WORK INSTRUCTIONS:
Copy exactly the run of lines that begins at the line with "The component shall locate the snow-covered tree" and ends at the final line of the entries.

+--

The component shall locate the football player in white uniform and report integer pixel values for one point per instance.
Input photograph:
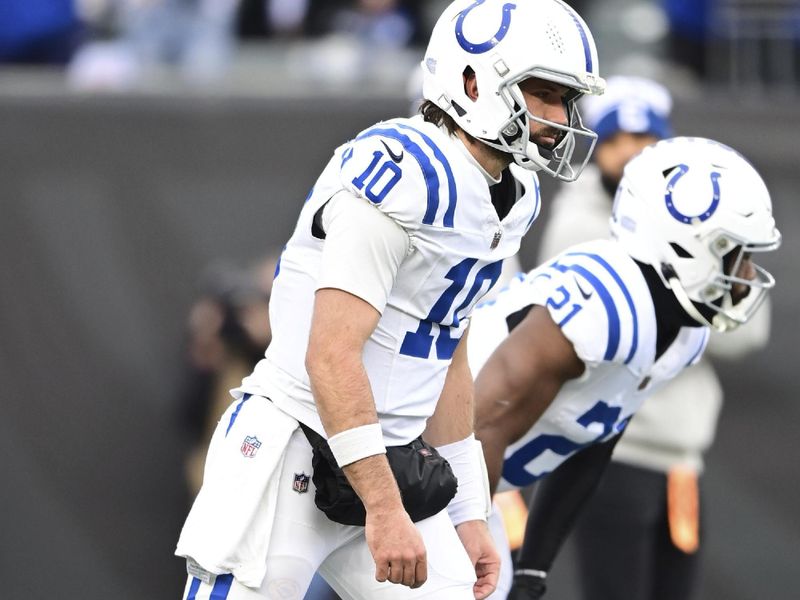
(402, 234)
(567, 353)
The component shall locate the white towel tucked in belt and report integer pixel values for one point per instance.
(228, 528)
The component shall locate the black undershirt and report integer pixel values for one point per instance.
(504, 193)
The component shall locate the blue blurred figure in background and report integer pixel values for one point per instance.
(38, 31)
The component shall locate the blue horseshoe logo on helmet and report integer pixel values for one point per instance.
(481, 47)
(682, 170)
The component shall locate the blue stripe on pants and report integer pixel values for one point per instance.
(193, 589)
(221, 587)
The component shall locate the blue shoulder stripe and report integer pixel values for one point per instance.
(222, 587)
(428, 170)
(452, 196)
(628, 298)
(608, 302)
(700, 348)
(536, 201)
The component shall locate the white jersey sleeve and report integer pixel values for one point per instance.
(387, 167)
(363, 249)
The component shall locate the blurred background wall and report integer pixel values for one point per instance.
(128, 165)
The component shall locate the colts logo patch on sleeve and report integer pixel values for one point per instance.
(250, 446)
(300, 483)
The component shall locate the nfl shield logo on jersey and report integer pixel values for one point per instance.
(250, 446)
(300, 483)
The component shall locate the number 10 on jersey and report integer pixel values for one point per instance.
(418, 343)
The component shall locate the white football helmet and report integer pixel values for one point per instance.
(693, 209)
(505, 43)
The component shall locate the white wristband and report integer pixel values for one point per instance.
(351, 445)
(472, 501)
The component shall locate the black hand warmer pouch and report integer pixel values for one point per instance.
(426, 481)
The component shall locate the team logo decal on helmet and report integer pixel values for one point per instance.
(682, 170)
(480, 48)
(703, 250)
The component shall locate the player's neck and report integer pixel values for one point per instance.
(491, 160)
(669, 312)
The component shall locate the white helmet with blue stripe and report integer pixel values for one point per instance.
(505, 43)
(693, 209)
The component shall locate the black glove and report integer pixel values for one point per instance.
(527, 587)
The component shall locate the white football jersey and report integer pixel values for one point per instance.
(417, 174)
(599, 298)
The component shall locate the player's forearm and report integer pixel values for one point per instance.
(344, 401)
(558, 500)
(341, 388)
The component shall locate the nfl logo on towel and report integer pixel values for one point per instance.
(300, 483)
(250, 446)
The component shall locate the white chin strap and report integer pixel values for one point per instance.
(691, 309)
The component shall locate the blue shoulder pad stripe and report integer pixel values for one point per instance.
(625, 293)
(428, 170)
(700, 348)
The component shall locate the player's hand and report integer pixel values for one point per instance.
(527, 587)
(397, 548)
(481, 551)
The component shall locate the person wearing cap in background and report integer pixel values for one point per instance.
(638, 537)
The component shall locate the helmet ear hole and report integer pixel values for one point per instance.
(680, 250)
(666, 172)
(470, 83)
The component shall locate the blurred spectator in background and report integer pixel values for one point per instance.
(638, 537)
(38, 31)
(196, 37)
(228, 331)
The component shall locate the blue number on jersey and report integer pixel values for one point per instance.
(369, 190)
(514, 466)
(418, 343)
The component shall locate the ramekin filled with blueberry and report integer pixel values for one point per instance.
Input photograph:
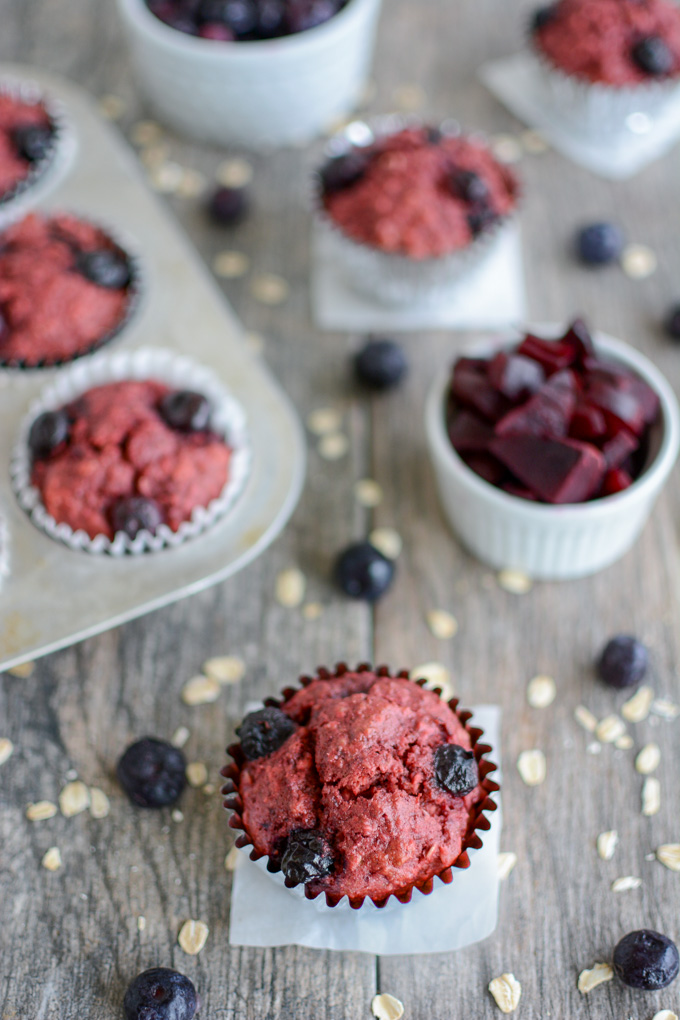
(405, 209)
(360, 785)
(551, 449)
(131, 453)
(252, 72)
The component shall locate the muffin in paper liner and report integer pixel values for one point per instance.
(135, 294)
(394, 278)
(227, 420)
(478, 822)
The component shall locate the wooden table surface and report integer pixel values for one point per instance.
(68, 940)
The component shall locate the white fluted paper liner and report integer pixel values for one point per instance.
(266, 913)
(179, 372)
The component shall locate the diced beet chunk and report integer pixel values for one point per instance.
(558, 470)
(548, 412)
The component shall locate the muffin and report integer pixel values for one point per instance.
(410, 210)
(609, 65)
(65, 289)
(361, 784)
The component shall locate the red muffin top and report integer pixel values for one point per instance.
(64, 288)
(127, 456)
(352, 796)
(614, 42)
(417, 193)
(27, 136)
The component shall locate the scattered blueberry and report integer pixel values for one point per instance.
(456, 769)
(623, 662)
(599, 244)
(186, 410)
(48, 431)
(136, 514)
(362, 572)
(307, 856)
(152, 772)
(105, 267)
(264, 731)
(646, 960)
(160, 993)
(380, 364)
(652, 55)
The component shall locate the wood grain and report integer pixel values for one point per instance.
(69, 940)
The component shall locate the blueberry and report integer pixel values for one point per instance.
(160, 993)
(599, 244)
(623, 662)
(652, 56)
(307, 856)
(380, 364)
(186, 410)
(48, 431)
(152, 772)
(136, 514)
(228, 206)
(264, 731)
(646, 960)
(362, 572)
(33, 142)
(456, 769)
(105, 267)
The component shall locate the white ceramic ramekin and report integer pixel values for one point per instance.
(550, 543)
(256, 94)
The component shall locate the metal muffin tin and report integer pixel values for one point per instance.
(54, 597)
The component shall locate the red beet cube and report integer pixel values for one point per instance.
(557, 470)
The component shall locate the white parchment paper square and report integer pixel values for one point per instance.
(264, 913)
(515, 81)
(490, 296)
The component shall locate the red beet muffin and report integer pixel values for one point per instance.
(65, 289)
(360, 783)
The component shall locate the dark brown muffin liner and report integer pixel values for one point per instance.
(478, 822)
(136, 291)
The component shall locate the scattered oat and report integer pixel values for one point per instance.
(669, 855)
(41, 811)
(637, 708)
(585, 718)
(506, 990)
(200, 691)
(638, 261)
(291, 585)
(589, 979)
(386, 1007)
(650, 797)
(647, 759)
(541, 692)
(233, 173)
(99, 803)
(514, 581)
(386, 541)
(73, 799)
(230, 264)
(626, 883)
(224, 668)
(197, 774)
(506, 862)
(323, 420)
(193, 936)
(333, 446)
(442, 624)
(52, 859)
(368, 493)
(610, 729)
(269, 289)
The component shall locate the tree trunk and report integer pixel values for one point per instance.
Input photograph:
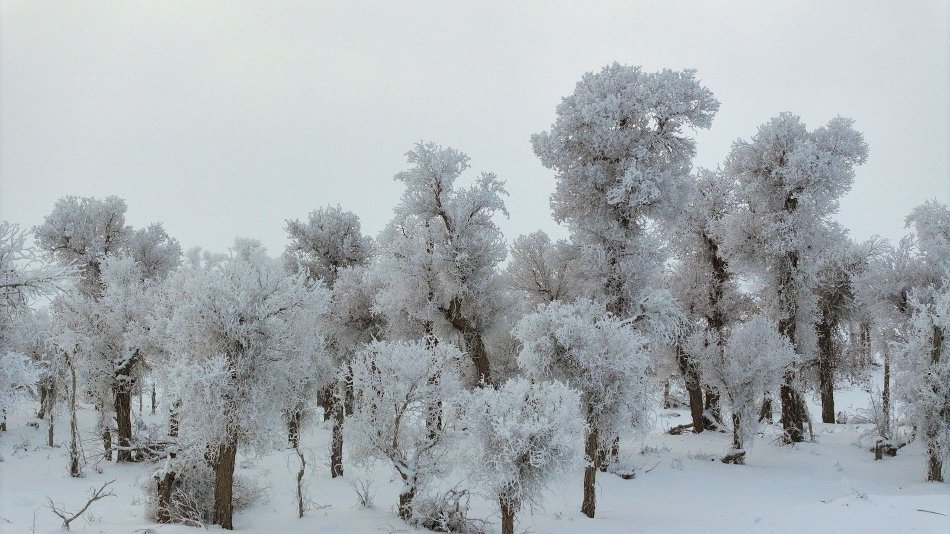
(694, 388)
(507, 516)
(826, 369)
(405, 503)
(793, 411)
(74, 465)
(592, 451)
(293, 429)
(935, 464)
(166, 484)
(336, 441)
(123, 419)
(224, 484)
(886, 394)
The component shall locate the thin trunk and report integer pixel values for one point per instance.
(935, 464)
(826, 369)
(166, 484)
(293, 429)
(592, 451)
(507, 516)
(123, 419)
(74, 465)
(886, 395)
(694, 388)
(405, 503)
(224, 484)
(336, 441)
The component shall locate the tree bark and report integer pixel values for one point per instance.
(405, 503)
(165, 486)
(224, 483)
(935, 464)
(826, 370)
(507, 516)
(694, 388)
(592, 451)
(123, 420)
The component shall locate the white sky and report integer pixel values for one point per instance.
(224, 119)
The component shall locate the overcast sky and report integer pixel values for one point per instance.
(224, 119)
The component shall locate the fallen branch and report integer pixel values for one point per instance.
(68, 518)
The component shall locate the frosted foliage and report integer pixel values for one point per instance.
(523, 436)
(922, 382)
(595, 353)
(156, 253)
(18, 378)
(544, 270)
(24, 275)
(396, 387)
(751, 366)
(439, 267)
(329, 240)
(83, 231)
(244, 345)
(789, 181)
(618, 146)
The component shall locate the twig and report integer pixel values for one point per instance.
(93, 497)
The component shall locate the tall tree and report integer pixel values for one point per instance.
(789, 182)
(438, 269)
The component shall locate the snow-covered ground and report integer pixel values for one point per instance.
(830, 485)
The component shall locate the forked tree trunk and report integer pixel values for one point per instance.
(826, 369)
(123, 420)
(507, 516)
(935, 464)
(592, 451)
(224, 484)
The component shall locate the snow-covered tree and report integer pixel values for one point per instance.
(621, 158)
(789, 181)
(753, 362)
(703, 283)
(396, 387)
(544, 271)
(18, 378)
(329, 242)
(925, 367)
(599, 355)
(82, 232)
(241, 335)
(438, 270)
(523, 435)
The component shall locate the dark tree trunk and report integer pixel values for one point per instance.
(935, 464)
(712, 414)
(694, 388)
(165, 486)
(405, 503)
(826, 370)
(224, 484)
(474, 344)
(886, 395)
(173, 420)
(293, 429)
(336, 440)
(507, 516)
(592, 451)
(123, 419)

+--

EXERCISE RESPONSE:
The component shall locate the snow-covered tree and report integer pixel values for one point per instance.
(621, 158)
(789, 181)
(753, 362)
(703, 283)
(396, 387)
(544, 271)
(18, 378)
(329, 242)
(925, 367)
(599, 355)
(82, 232)
(241, 335)
(438, 270)
(523, 435)
The component shall locate the dark tree trunk and report integer pixel values for one point per instance.
(935, 464)
(712, 414)
(694, 388)
(165, 486)
(405, 503)
(826, 370)
(224, 484)
(474, 344)
(886, 395)
(173, 420)
(293, 429)
(336, 440)
(507, 516)
(592, 451)
(123, 419)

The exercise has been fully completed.